Work instructions: Edit the records so that every "house style" becomes "standard format", leaving all other text unchanged.

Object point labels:
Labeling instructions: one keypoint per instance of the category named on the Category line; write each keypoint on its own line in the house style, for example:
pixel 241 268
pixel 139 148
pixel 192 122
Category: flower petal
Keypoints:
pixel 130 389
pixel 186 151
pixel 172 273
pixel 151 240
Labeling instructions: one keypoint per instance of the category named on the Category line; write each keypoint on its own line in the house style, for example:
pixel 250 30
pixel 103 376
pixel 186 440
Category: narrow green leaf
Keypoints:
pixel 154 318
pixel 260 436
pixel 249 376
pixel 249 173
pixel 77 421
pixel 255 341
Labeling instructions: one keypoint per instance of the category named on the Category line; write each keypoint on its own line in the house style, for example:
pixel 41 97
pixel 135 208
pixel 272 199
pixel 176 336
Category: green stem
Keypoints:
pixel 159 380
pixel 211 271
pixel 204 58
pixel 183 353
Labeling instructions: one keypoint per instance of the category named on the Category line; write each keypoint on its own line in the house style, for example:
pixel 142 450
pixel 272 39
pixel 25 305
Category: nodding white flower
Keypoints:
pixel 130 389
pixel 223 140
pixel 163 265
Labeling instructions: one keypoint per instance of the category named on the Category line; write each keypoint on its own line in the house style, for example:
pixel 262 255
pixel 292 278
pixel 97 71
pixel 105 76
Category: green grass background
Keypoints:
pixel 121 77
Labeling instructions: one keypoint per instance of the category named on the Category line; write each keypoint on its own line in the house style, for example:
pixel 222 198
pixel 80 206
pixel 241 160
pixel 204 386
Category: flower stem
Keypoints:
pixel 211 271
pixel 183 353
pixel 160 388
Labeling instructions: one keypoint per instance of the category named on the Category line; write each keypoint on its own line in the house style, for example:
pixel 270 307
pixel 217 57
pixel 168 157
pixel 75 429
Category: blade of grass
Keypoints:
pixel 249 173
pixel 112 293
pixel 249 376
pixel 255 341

Result of this exercise:
Labeling instructions: one keypoint per instance of the category named on the Category line; write each keypoint on its own line in the standard format, for example:
pixel 241 268
pixel 139 148
pixel 192 122
Category: flower petal
Keypoints:
pixel 130 389
pixel 186 151
pixel 172 273
pixel 151 240
Labeling instructions: one keypoint per instance of the category named on the Category line; write each keypoint on its own line in the standard format, for example:
pixel 250 30
pixel 103 376
pixel 186 440
Category: narrow green leaf
Keypoints:
pixel 154 318
pixel 260 436
pixel 249 376
pixel 249 173
pixel 77 421
pixel 255 341
Labeling instructions: one keypoint per instance of the category named on the Category line; write each keypoint on its own line in the standard format, for example:
pixel 41 97
pixel 135 208
pixel 272 199
pixel 176 336
Category: green stem
Keypoints:
pixel 159 380
pixel 211 271
pixel 204 58
pixel 183 353
Labeling instructions: one keypoint per instance of the category named on the Category line; write each keypoint on its own line in the standard format, for example:
pixel 142 450
pixel 272 39
pixel 25 305
Category: nodding white flower
Keypoints:
pixel 130 389
pixel 223 140
pixel 163 265
Labeling instructions: one keypoint per instance of the category named on the Category line; write each keypoint on its own line in the standard format, for example:
pixel 262 255
pixel 292 278
pixel 97 71
pixel 105 76
Category: green grass background
Keypoints:
pixel 121 77
Labeling instructions: one keypoint per instance of the category named on the Category line; write each keypoint on its own line in the standard format, for example:
pixel 222 198
pixel 80 206
pixel 241 160
pixel 204 386
Category: flower stem
Keypoints:
pixel 211 271
pixel 183 353
pixel 160 388
Labeling instructions: one keypoint per instance of the category named on the Category line; write each keypoint on its own line in the standard format, for example:
pixel 270 307
pixel 217 57
pixel 168 157
pixel 75 429
Category: blade of grass
Keypoints:
pixel 249 173
pixel 112 293
pixel 249 376
pixel 255 341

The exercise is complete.